◆ EXERCISE GOAL:
Rewrite every line of the items below as a Markdown table with two columns, Row and Item Line. Number the rows in order, skip blank lines, and leave the pictures out.

◆ STORED ROWS:
····················

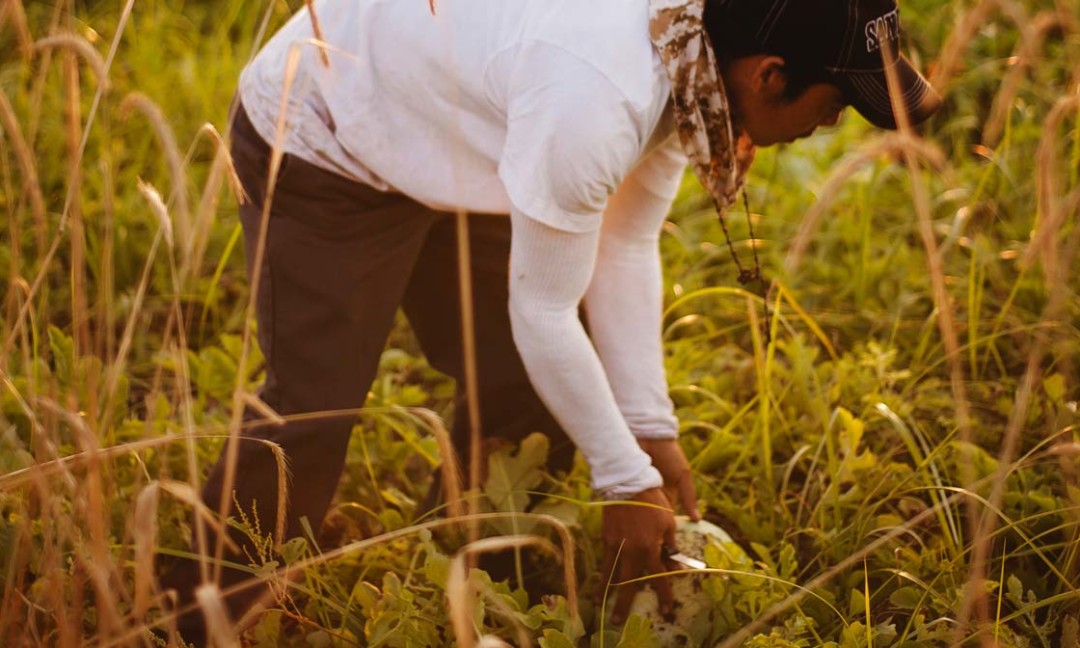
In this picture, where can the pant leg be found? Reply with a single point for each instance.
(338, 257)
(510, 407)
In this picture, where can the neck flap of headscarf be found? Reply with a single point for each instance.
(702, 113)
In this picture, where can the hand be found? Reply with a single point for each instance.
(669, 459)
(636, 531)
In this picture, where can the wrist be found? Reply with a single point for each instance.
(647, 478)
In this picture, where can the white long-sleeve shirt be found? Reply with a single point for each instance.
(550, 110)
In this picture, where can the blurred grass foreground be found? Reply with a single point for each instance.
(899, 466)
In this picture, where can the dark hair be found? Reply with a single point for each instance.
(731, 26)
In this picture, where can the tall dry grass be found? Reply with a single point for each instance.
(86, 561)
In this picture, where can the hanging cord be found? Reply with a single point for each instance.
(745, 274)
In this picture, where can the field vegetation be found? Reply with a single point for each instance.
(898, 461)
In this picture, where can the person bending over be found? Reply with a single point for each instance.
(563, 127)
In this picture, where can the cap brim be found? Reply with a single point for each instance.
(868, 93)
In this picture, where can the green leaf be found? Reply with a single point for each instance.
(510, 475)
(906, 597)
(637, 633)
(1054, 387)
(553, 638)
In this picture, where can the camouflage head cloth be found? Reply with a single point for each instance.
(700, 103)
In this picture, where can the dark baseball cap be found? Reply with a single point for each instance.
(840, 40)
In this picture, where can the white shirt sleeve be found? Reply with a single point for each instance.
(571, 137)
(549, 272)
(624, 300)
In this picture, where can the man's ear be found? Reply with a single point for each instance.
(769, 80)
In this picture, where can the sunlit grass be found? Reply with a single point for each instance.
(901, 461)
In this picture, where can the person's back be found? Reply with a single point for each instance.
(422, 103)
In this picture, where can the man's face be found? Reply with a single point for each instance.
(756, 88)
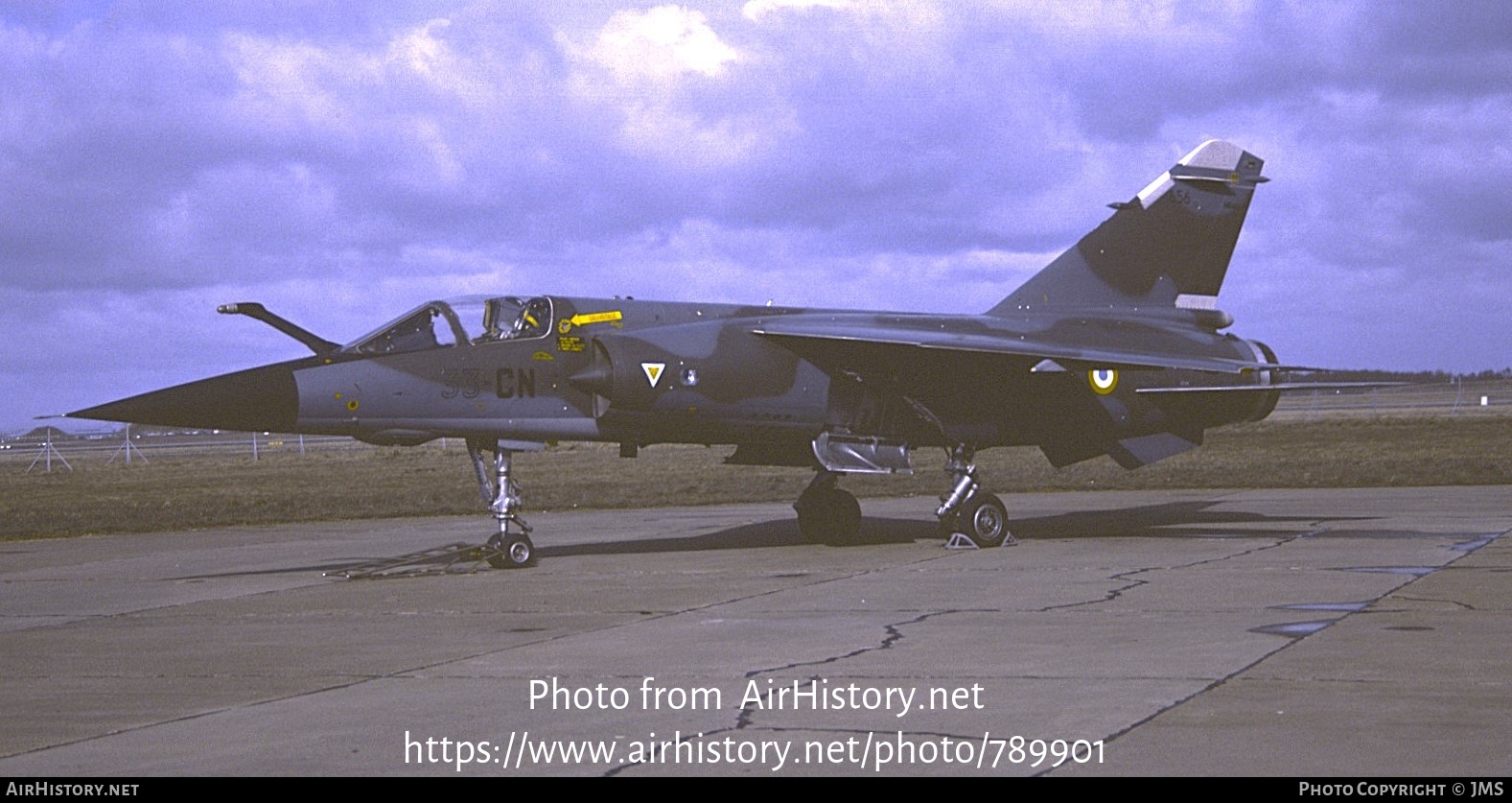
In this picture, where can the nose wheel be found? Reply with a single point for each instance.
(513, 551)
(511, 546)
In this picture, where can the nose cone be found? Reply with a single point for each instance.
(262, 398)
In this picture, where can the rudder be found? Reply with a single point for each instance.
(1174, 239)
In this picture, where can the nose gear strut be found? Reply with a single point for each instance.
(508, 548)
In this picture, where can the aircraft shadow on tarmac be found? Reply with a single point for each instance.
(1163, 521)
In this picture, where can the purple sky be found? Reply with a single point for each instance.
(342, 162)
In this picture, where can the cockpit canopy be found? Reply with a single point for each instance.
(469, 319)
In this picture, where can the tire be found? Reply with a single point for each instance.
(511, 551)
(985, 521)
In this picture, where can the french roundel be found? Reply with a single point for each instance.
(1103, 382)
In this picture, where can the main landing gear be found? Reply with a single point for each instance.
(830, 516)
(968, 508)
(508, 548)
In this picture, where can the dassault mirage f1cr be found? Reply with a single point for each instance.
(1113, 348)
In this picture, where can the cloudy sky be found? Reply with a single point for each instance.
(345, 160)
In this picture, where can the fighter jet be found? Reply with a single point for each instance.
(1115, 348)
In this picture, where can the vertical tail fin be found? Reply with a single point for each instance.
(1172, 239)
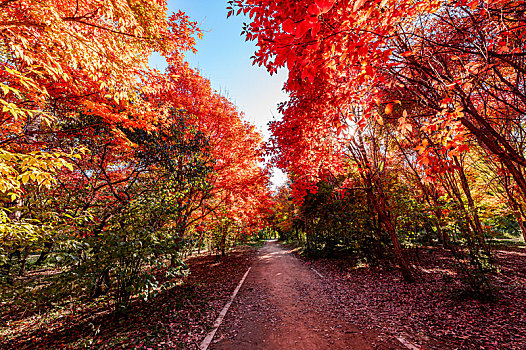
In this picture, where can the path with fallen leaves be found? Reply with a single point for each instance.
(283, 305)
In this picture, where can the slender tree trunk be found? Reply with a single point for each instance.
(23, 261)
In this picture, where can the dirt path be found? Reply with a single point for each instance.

····················

◆ THE RESULT:
| Row | Item Line |
|---|---|
| 1 | In this picture, where can the pant leg be found? Reply with a single point for each instance. |
| 2 | (338, 257) |
| 3 | (510, 407) |
| 4 | In this picture, where can the neck flap of headscarf be found? Reply with a single point for each instance. |
| 5 | (702, 113) |
| 6 | In this picture, where can the hand be found? Reply with a single point for each instance. |
| 7 | (669, 459) |
| 8 | (636, 531) |
| 9 | In this picture, where can the wrist be found? Reply with a single point for each instance. |
| 10 | (647, 478) |
| 11 | In this picture, where can the white long-sleeve shirt be found? Reply with a single point for each instance. |
| 12 | (550, 110) |
| 13 | In this picture, where can the blurred grass foreground be found? Reply with a single point for each instance. |
| 14 | (899, 466) |
| 15 | In this picture, where can the dark hair be found? Reply with a single point for each instance. |
| 16 | (731, 26) |
| 17 | In this picture, where can the tall dry grass be found? Reply with a single point for each instance. |
| 18 | (86, 561) |
| 19 | In this picture, where can the hanging cord be found? Reply with a single point for each instance. |
| 20 | (745, 274) |
| 21 | In this picture, where can the field vegetation be found? Reply with a single point for each instance. |
| 22 | (898, 461) |
| 23 | In this picture, where can the person bending over be found? Reply with a single point for each instance. |
| 24 | (563, 127) |
| 25 | In this picture, where can the cap brim be found? Reply with a single point for each instance. |
| 26 | (868, 93) |
| 27 | In this picture, where can the green leaf be found? Reply with a single point for each instance. |
| 28 | (510, 475) |
| 29 | (906, 597) |
| 30 | (637, 633) |
| 31 | (1054, 387) |
| 32 | (553, 638) |
| 33 | In this picture, where can the camouflage head cloth be found? Reply with a single point for each instance. |
| 34 | (700, 103) |
| 35 | In this picture, where can the dark baseball cap be found? Reply with a single point for each instance. |
| 36 | (840, 40) |
| 37 | In this picture, where can the white shirt sleeve be found? Reply with a single point for each instance. |
| 38 | (571, 137) |
| 39 | (549, 272) |
| 40 | (624, 300) |
| 41 | In this picture, where can the man's ear be found? Reply with a single point for each instance. |
| 42 | (769, 80) |
| 43 | In this picture, where can the sunlit grass be found? Reply with a single point for each instance. |
| 44 | (901, 461) |
| 45 | In this picture, where can the person's back be found? Reply with a single point for each instance. |
| 46 | (422, 103) |
| 47 | In this picture, where can the man's face be found? Reply with a single point for each instance. |
| 48 | (756, 88) |
| 49 | In this picture, where can the nose wheel be found? Reply with a single point for each instance. |
| 50 | (513, 551) |
| 51 | (511, 546) |
| 52 | In this picture, where can the nose cone be found? Reply with a single point for each instance. |
| 53 | (262, 398) |
| 54 | In this picture, where can the rudder be found? Reply with a single point for each instance. |
| 55 | (1174, 239) |
| 56 | In this picture, where can the nose gear strut be found? Reply with a single point for each instance. |
| 57 | (508, 548) |
| 58 | In this picture, where can the aircraft shadow on tarmac be found? Reply with a single point for each instance. |
| 59 | (1163, 521) |
| 60 | In this picture, where can the purple sky be found? Reply with a single point for each instance. |
| 61 | (342, 162) |
| 62 | In this picture, where can the cockpit canopy be found? Reply with a single point for each instance. |
| 63 | (469, 319) |
| 64 | In this picture, where can the tire be found? Reply with a single point for each instance. |
| 65 | (511, 551) |
| 66 | (985, 521) |
| 67 | In this picture, where can the french roundel be found? Reply with a single point for each instance. |
| 68 | (1103, 382) |
| 69 | In this picture, where can the main landing gear be found? Reply with a single point for each instance. |
| 70 | (830, 516) |
| 71 | (968, 508) |
| 72 | (508, 548) |
| 73 | In this picture, where can the dassault mirage f1cr be found? Reply with a single point for each instance. |
| 74 | (1113, 348) |
| 75 | In this picture, where can the cloudy sky be found? Reply with a single point for each instance. |
| 76 | (345, 160) |
| 77 | In this picture, where can the fighter jet be found? Reply with a single point for each instance. |
| 78 | (1115, 348) |
| 79 | In this picture, where can the vertical tail fin be found? Reply with a single point for each instance. |
| 80 | (1172, 239) |
| 81 | In this picture, where can the path with fallen leaves be found? Reply with a single point for each instance. |
| 82 | (283, 305) |
| 83 | In this picture, where can the slender tree trunk be found? Reply with a single point for each instance. |
| 84 | (23, 261) |
| 85 | In this picture, where can the dirt path be found? Reply with a single point for each instance. |